(Übungsaufgaben):
- a) Schreibe den Text über das Predigen neu, und zwar alles von „Das Ganze ist“ bis hinunter zu „noch nie aufgefallen.“. Setze dabei „Vortrag“ an die Stelle von „Monolog“.
- b) Beantworte anhand des Textes über das Predigen die folgenden Fragen:
(i) Welcher Zeitung liegt Christ & Welt als Beilage bei?
(ii) Aus welchem Schreiben des Papstes stammen die Zitate zur Predigt?
(iii) Was bezeichnet der Text bei der Predigt als das Wichtigste?

(Ausgangstext):
„Predigen grenzt an Hybris“ schreibt Johannes Leitlein in der aktuellen Ausgabe von Christ & Welt (4. Januar), der Beilage der Zeit. Und damit der Satz auch nicht untergeht, ist es der Titel. Und ich stimme aus ganzem Herzen zu, als einer, der selber ab und zu da oben steht, liturgisch gekleidet ist und sprechen muss/darf/soll.
Das Ganze ist natürlich Ergebnis der Debatte, was Predigten politisch sagen dürfen oder müssen, wo sie sich zurückhalten oder nach vorne stürzen dürfen, wenn es um im weitesten Sinn politische Themen geht. Und welches Thema heutzutage ist nicht politisch?
Im Artikel heißt es: „An kaum einem Ort wird Zuhörern noch ein 20-minütiger Monolog zugemutet, gar erwartet, jemand ließe sich davon trösten oder bekehren.“ Wie wahr! Es ist eine Kommunikationsform, wie es sie sonst fast nur noch in Hörsälen gibt und bei Festakten, wo viel geredet wird. Trost und Bekehrung sind dort aber keine Kategorien, jedenfalls ist mir das noch nie aufgefallen.
Selber daran glauben
Prediger „sind gefordert, die gute Botschaft zu übersetzen, zu deuten und dabei zumindest den Eindruck zu erwecken, sie würden selbst daran glauben und daraus Kraft und Hoffnung schöpfen,“ heißt es in dem Artikel. In den Worten des Papstes „Die Homilie ist der Prüfstein, um die Nähe und die Kontaktfähigkeit eines Hirten zu seinem Volk zu beurteilen“. Das ist eine steile Ansage und stammt aus dem Text, der immer noch Leitfaden für das Verstehen dieses Papstes ist, Evangelii Gaudium (ab Nr. 135, von da stammen auch die Zitate). Dort findet sich nämlich einen eigenen Teil zur Predigt. Die Gläubigen, heißt es da, „wie die geweihten Amtsträger selbst, leiden oft, die einen beim Zuhören, die anderen beim Predigen. Es ist traurig, dass das so ist.“
Kein Vortrag, keine Unterhaltungsshow, nicht wichtiger als die liturgische Feier, kurz: so soll die Predigt sein. Das Wichtigste: Die Vorbereitung. Deswegen widmet er Papst genau dem überraschend viel Text in seinem Schreiben.
Teil der Liturgie, keine Show
Warnungen – wie die implizite von der Hybris – kommen eher als Ratschläge daher, aber gehen in die gleiche Richtung: in einer Welt, die eigentlich ganz anders kommuniziert, muss man genau wissen, was man da tut und wie man das tut, die Predigt „entspricht nicht der Logik medialer Möglichkeiten“, sagt der Papst. Ein fast schon böser Satz, denn er trennt das, was wir Predigt nennen, vom normalen Kommunikationsgeschehen, das ja notwendigerweise den medialen Logiken folgen muss.

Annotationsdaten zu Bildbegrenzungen

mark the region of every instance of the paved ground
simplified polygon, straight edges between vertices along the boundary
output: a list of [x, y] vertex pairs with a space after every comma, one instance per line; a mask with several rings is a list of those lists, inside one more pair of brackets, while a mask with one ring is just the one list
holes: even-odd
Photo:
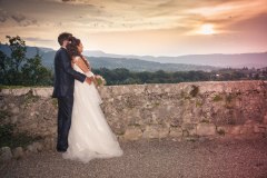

(Erwartete Lösungen):
- a)
Das Ganze ist natürlich Ergebnis der Debatte, was Predigten politisch sagen dürfen oder müssen, wo sie sich zurückhalten oder nach vorne stürzen dürfen, wenn es um im weitesten Sinn politische Themen geht. Und welches Thema heutzutage ist nicht politisch?
Im Artikel heißt es: „An kaum einem Ort wird Zuhörern noch ein 20-minütiger Vortrag zugemutet, gar erwartet, jemand ließe sich davon trösten oder bekehren.“ Wie wahr! Es ist eine Kommunikationsform, wie es sie sonst fast nur noch in Hörsälen gibt und bei Festakten, wo viel geredet wird. Trost und Bekehrung sind dort aber keine Kategorien, jedenfalls ist mir das noch nie aufgefallen.

- b)
(i) Der Zeit.
(ii) Aus Evangelii Gaudium.
(iii) Die Vorbereitung.